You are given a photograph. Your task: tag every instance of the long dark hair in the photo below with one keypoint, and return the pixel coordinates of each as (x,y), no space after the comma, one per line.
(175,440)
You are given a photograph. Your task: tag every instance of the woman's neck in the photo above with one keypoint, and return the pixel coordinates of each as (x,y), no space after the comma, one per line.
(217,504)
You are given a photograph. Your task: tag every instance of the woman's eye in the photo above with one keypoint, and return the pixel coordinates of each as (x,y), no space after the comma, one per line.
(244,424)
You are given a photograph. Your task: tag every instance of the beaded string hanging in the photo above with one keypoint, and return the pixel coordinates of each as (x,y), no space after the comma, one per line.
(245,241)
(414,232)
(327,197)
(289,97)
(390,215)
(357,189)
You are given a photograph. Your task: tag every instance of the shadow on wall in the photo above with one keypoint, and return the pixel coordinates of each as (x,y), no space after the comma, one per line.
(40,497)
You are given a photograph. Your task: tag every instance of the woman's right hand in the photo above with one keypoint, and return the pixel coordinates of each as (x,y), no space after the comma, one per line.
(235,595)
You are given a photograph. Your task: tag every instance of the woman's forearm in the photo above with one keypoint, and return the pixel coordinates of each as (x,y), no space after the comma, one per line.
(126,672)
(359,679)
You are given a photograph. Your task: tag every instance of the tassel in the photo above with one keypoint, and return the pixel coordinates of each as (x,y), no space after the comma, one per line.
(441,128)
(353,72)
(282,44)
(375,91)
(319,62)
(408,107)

### Task to carry out:
Print the data above exactly as it was provided.

### Your solution:
You are given a photograph. Your task: tag every instance of the long dark hair in the photo below with one keypoint, and return the pixel coordinates of each as (x,y), no space after the comma, one per line.
(175,440)
You are given a photograph. Your task: tag every instance of the woman's neck in the photo above with one keypoint, and return the pixel coordinates of each as (x,y), no space after the comma, one per line.
(217,504)
You are given a photograph. Your task: tag every instance of the woman's eye in the photo above with one keypoint, and return the pixel coordinates of each as (x,y), no space after the comma, one per line.
(244,424)
You are given a photograph. Your task: tag every instance of the beaded string hanging in the photo above with one keypoint, and return the pixel coordinates of each as (x,y), no space after the comma, one per line.
(245,241)
(414,232)
(327,197)
(289,97)
(390,215)
(357,189)
You are given a photograph. Your task: tag every instance of the shadow on wall in the photo above with one keypoint, and return the pixel coordinates of each as (x,y), no space after the comma, one per line.
(40,497)
You are given a photograph. Your task: tag every instance of the woman's right hand in the photo above with one keypoint, and return the pixel coordinates of each as (x,y), no space after the comma, one per line.
(235,595)
You are given a photograph. Your task: tag every instance of the woman's forearm in the photo above with one keypoint, and return the pixel coordinates of each as (x,y), no space after the comma, one per line.
(126,672)
(359,679)
You are given a photograph. Your task: tag every instance of the tassel in the photo above with one keypoint, and return the pixel coordinates of each as (x,y), no space after the comma, one per line.
(441,128)
(353,72)
(282,44)
(375,91)
(319,62)
(408,107)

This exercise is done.